─── TASK INPUTS
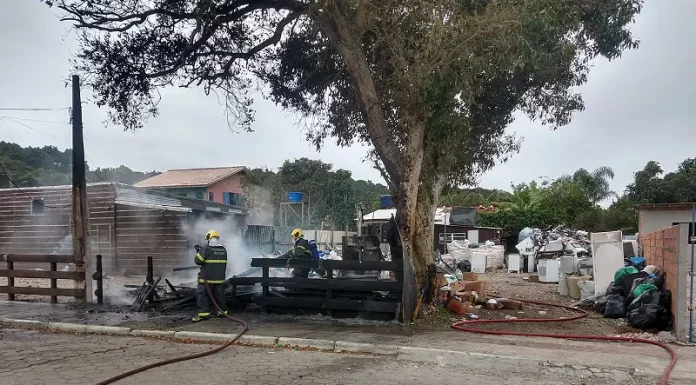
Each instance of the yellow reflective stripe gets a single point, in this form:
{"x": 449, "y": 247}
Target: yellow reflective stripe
{"x": 213, "y": 281}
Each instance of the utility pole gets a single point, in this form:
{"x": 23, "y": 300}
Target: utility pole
{"x": 80, "y": 214}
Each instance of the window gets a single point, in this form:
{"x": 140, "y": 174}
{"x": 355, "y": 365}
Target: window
{"x": 692, "y": 239}
{"x": 234, "y": 199}
{"x": 37, "y": 206}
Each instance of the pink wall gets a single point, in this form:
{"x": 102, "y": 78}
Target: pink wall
{"x": 232, "y": 184}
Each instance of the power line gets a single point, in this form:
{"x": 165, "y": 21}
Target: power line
{"x": 29, "y": 127}
{"x": 7, "y": 175}
{"x": 95, "y": 169}
{"x": 33, "y": 109}
{"x": 33, "y": 120}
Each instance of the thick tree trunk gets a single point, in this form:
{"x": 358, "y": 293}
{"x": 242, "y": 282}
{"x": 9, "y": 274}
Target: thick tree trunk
{"x": 415, "y": 201}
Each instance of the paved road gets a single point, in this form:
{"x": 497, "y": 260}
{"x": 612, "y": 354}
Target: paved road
{"x": 36, "y": 358}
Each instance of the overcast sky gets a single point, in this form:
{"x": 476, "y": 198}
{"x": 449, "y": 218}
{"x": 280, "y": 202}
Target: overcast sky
{"x": 639, "y": 108}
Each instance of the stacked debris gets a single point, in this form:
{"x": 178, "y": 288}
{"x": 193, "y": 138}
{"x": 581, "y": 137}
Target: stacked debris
{"x": 463, "y": 295}
{"x": 478, "y": 257}
{"x": 559, "y": 235}
{"x": 638, "y": 296}
{"x": 154, "y": 296}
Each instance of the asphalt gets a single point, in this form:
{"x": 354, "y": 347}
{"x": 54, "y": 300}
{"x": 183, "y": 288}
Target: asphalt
{"x": 359, "y": 336}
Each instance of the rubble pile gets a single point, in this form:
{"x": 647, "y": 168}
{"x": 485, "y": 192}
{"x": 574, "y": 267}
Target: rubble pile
{"x": 638, "y": 296}
{"x": 559, "y": 235}
{"x": 459, "y": 252}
──────
Copy everything in the listing above exactly except the pictures.

Each instance of the yellow reflective stripe gets a single point, in this form:
{"x": 449, "y": 247}
Target: yellow reflective stripe
{"x": 213, "y": 281}
Each instance of the utility pole gets a single point, in this form:
{"x": 23, "y": 300}
Target: utility pole
{"x": 80, "y": 214}
Each instance of the window gets a single point, in this form:
{"x": 140, "y": 174}
{"x": 355, "y": 365}
Target: window
{"x": 692, "y": 239}
{"x": 234, "y": 199}
{"x": 37, "y": 206}
Each instance of the pink wall gets a single point, in this form:
{"x": 102, "y": 78}
Target: pink wall
{"x": 232, "y": 184}
Each instance of the power line gets a single point, in this form:
{"x": 165, "y": 21}
Target: power line
{"x": 29, "y": 127}
{"x": 7, "y": 175}
{"x": 95, "y": 169}
{"x": 33, "y": 109}
{"x": 33, "y": 120}
Each instance of the thick tree trunk gets a single point, in this form:
{"x": 358, "y": 293}
{"x": 242, "y": 282}
{"x": 9, "y": 274}
Target: thick tree trunk
{"x": 415, "y": 201}
Each instance of the paved road gets a single point, in this form:
{"x": 497, "y": 260}
{"x": 612, "y": 354}
Target: paved road
{"x": 36, "y": 358}
Each instance of the overcast sky gets a single point, in this form:
{"x": 476, "y": 198}
{"x": 449, "y": 218}
{"x": 280, "y": 202}
Target: overcast sky
{"x": 639, "y": 108}
Each instance of the stacked debris gets a single point, in this form:
{"x": 178, "y": 288}
{"x": 193, "y": 138}
{"x": 581, "y": 137}
Target: stacked debris
{"x": 463, "y": 295}
{"x": 478, "y": 257}
{"x": 559, "y": 235}
{"x": 638, "y": 296}
{"x": 154, "y": 296}
Each instance of the asphalt gets a single point, in this form:
{"x": 354, "y": 347}
{"x": 54, "y": 300}
{"x": 183, "y": 288}
Target: asphalt
{"x": 359, "y": 336}
Each instance of the rubble pile gets a single point, in this form:
{"x": 647, "y": 168}
{"x": 485, "y": 192}
{"x": 574, "y": 267}
Target: rubble pile
{"x": 638, "y": 296}
{"x": 559, "y": 235}
{"x": 459, "y": 252}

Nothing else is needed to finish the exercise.